Selected excerpt:
_ _ _ _

The Saleen XP8 is a performance sport utility vehicle based on the Ford Explorer built by Saleen from 1998 to 2001. There were three prototype models, based on the 1997 Explorer XLT, which when viewed closely, has distinct characteristics apart from the production models (rear hatch design, taillights, and integrated license plate into the rear bumper). The Saleen XP8 comes in two wheel drive, or all wheel drive four-door configurations, packing either a 5.0-liter V-8, or a Saleen-developed supercharged 5.0-liter/286-horsepower V-8.

A six-cylinder version, the Saleen XP6, was also made in very limited quantities in 1998.

== Production quantities ==

There were approximately 125 Saleen XP8's created, although this number is widely disputed and to an extent, impossible to verify as Saleen has extremely limited records of this low production model. It has been said that approximately the first 20 XP8's were reserved for Saleen employees and executives, thus decreasing the available selection to the public even more.

== Specifications ==
Saleen lowered the Explorer about 2 inches, for both improved handling and appearance. Springs and shocks were replaced with the company's Racecraft components, and wheels upgraded to Saleen's own 18 in genuine magnesium wheels wrapped by Pirelli 255/55SR18 Scorpion S/T radials.

_ _ _ _

Source information:
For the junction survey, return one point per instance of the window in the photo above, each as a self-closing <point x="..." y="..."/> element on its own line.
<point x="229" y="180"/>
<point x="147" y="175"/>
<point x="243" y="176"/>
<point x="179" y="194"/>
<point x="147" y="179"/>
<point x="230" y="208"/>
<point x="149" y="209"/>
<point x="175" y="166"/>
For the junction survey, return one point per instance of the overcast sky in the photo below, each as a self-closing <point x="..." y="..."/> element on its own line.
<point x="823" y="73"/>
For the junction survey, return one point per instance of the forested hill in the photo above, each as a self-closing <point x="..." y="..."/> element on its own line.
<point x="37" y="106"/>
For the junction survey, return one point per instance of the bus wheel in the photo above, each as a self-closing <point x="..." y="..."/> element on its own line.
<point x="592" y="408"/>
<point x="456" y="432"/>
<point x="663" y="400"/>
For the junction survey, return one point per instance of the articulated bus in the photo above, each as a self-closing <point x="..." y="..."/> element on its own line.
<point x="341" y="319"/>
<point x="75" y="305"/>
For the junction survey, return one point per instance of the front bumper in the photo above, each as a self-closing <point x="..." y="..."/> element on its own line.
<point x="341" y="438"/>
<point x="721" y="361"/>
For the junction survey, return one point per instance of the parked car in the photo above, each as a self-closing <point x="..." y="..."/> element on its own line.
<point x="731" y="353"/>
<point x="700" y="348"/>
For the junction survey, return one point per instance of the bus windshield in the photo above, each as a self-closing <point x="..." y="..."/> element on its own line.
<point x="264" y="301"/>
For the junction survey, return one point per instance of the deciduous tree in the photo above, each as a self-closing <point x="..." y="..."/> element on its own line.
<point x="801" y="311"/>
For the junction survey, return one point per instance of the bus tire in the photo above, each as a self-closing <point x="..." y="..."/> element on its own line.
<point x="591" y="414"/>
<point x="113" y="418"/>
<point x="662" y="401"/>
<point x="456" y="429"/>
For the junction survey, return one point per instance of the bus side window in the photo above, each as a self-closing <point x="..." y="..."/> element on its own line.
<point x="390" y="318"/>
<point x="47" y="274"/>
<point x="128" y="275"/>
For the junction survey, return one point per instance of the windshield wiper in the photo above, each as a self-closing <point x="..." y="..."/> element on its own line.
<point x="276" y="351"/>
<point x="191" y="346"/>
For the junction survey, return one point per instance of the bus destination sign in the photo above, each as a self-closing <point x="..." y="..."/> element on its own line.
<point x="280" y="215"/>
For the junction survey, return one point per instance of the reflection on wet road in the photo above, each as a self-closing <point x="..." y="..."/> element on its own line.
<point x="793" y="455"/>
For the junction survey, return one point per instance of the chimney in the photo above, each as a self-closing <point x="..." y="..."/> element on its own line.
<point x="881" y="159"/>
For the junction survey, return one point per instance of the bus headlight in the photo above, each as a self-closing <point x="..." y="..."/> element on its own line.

_ _ _ _

Assignment A: Quote the Saleen XP8 article exactly, from "There were approximately" to "public even more.", inclusive.
Assignment B: Continue the Saleen XP8 article from its last sentence.
The rows have no connection to the Saleen XP8 article.

Exercise answer A:
There were approximately 125 Saleen XP8's created, although this number is widely disputed and to an extent, impossible to verify as Saleen has extremely limited records of this low production model. It has been said that approximately the first 20 XP8's were reserved for Saleen employees and executives, thus decreasing the available selection to the public even more.

Exercise answer B:
The exterior appearance package was designed by Phil Frank and includes special front and rear fascia, side skirts, door cladding, roof-mounted rear wing, and carbon fiber trim. The cabin is treated to either a real wood or carbon fiber appearance package, depending upon color choice, as well as Saleen gauge faces and floor mats. Additionally, Saleen/RECARO leather seating, offering 10-way power adjustment up front and hip-hugging support, was offered as an option for $3950.

===Engine===
Bore & Stroke: 4in x 3in

Displacement: 5.0L / 302cid

Compression Ratio: 8.5:1

Non Supercharged:

Power: 222 hp at 4,200 rpm

Torque: 298 lbft at 3,000 rpm

Supercharged:

Power: 286 hp

Torque: 333 lbft

0-60 mph (97 km/h): 7.4 seconds (Motor Trend)

1/4 mile: 15.7 seconds at 88.1 mph (Motor Trend)

===Drivetrain===
Transmission: 4-speed automatic

===Brakes===
ABS: Three channel, four-sensor system

Disc Brakes: Front & Rear

Front: 13in vented disc four piston caliper (optional)

These front disc brakes were eventually recalled and replaced with stock Explorer calipers, again due to lack of structural integrity.=

===Additional options===
- Carbon Fiber hood
- Premium Sound System
- Integrated LCD
- Saleen Recaro Leather interior

==Saleen Explorer pricing==
All prices are in USD

Saleen Explorer 5.0L 2WD base price: $37,990.00

Saleen Explorer 5.0L AWD base price: $45,990

Saleen/Recaro Leather Upgrade: $3,950.00

Saleen 13" Brake System (N/A on 2WD): $2,438.00 (Later recalled & replaced with stock Explorer brakes)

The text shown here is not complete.